What the exercise asks: In the entries that follow, the first line to write out is the one containing "Class: navy blue cap", and the last is the one containing "Class: seated man's shoulder". Reproduce that stretch exactly, with nothing before or after it.
Excerpted data section start
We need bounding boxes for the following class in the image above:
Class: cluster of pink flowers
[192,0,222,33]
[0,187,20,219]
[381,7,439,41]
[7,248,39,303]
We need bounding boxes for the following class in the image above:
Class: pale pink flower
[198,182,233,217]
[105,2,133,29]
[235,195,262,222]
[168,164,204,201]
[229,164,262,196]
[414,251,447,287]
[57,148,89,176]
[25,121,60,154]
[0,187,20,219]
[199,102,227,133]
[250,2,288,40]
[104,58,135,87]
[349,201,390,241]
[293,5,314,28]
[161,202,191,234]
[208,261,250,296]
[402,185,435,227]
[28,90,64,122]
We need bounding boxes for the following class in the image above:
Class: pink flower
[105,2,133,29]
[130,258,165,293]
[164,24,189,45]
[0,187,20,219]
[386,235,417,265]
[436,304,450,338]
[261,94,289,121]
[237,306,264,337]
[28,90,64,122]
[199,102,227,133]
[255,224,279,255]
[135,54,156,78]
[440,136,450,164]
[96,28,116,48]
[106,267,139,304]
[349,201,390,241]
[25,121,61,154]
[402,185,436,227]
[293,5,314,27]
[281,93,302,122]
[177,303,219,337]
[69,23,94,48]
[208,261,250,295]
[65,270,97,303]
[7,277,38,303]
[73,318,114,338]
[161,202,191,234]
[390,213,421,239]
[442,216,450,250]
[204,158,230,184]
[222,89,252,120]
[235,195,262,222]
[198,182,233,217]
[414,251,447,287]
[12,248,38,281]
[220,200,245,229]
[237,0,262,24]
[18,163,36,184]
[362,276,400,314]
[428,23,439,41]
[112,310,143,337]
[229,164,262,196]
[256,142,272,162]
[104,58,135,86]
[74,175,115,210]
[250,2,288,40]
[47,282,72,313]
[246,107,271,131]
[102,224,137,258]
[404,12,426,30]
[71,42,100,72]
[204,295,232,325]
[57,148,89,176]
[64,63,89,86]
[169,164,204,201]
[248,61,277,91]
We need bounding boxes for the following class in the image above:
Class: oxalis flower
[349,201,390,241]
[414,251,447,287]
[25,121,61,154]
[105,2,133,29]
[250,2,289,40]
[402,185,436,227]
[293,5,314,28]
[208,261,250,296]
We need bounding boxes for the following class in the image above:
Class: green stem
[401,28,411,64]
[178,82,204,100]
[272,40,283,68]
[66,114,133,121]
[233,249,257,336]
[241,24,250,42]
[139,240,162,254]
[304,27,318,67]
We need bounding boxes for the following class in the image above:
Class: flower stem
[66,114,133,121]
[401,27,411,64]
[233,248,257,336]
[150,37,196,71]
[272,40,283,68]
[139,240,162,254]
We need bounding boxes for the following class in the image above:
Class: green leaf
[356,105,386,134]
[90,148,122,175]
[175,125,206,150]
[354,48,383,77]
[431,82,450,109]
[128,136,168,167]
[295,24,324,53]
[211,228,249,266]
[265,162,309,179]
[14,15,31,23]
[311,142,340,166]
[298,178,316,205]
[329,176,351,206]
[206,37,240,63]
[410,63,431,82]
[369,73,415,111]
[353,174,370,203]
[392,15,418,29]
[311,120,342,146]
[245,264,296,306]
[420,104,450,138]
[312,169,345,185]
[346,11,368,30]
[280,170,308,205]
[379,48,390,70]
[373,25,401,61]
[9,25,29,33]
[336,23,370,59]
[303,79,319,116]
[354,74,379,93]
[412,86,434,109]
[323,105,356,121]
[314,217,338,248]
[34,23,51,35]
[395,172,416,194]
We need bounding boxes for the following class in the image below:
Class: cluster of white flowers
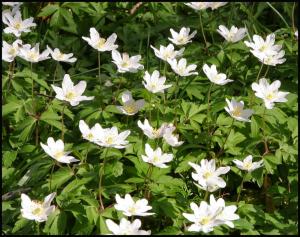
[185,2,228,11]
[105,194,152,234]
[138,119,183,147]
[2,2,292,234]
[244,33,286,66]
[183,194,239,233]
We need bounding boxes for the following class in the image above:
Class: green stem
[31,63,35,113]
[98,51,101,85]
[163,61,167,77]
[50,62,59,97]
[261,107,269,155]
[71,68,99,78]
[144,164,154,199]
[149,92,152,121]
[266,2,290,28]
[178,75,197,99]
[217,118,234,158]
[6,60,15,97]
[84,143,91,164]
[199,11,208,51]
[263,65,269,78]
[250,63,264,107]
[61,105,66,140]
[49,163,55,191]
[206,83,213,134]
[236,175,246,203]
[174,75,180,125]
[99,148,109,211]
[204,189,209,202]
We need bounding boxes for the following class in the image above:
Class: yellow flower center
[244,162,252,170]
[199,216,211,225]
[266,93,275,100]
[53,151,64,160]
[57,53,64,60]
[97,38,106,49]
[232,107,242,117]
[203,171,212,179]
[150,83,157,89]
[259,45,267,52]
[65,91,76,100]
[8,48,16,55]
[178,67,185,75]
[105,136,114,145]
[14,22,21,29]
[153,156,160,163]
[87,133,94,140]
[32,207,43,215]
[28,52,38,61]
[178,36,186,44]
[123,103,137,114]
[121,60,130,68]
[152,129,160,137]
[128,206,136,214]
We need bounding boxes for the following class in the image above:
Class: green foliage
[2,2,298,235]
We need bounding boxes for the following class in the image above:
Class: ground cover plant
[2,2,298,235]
Excerpted data section end
Excerpted data section start
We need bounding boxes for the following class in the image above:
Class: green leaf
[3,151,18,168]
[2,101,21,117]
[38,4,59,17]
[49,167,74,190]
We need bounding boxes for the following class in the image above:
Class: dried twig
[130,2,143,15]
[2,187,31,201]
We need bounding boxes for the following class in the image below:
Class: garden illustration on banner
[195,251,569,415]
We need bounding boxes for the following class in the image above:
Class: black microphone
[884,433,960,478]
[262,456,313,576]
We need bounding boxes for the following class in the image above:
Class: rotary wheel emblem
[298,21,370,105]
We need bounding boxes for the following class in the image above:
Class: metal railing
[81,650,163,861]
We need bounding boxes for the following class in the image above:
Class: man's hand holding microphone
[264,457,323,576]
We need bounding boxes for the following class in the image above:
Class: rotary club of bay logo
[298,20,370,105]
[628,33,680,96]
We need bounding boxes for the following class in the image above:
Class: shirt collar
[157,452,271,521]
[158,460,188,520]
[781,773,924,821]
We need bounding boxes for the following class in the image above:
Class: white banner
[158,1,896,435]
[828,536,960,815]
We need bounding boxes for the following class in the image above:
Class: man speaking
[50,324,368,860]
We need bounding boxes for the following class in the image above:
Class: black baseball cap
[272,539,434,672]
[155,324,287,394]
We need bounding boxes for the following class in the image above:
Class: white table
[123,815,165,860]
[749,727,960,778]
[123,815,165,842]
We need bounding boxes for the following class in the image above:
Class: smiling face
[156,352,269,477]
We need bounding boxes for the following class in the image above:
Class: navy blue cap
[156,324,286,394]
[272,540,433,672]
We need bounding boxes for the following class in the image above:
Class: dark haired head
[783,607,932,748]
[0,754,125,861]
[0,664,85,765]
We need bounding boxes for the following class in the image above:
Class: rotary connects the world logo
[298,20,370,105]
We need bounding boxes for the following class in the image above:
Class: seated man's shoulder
Excerpted data section end
Output of the exercise:
Class: navy blue cap
[156,324,286,394]
[272,540,433,672]
We need bounding boxes for the following class in the image above:
Class: dark haired head
[783,607,932,748]
[0,754,125,861]
[0,664,85,765]
We need bounding boxes for the following class in the image above:
Class: rotary connects the world logo
[298,20,370,105]
We need bounding boxes for the following class in the image above:
Class: seated man's shoulder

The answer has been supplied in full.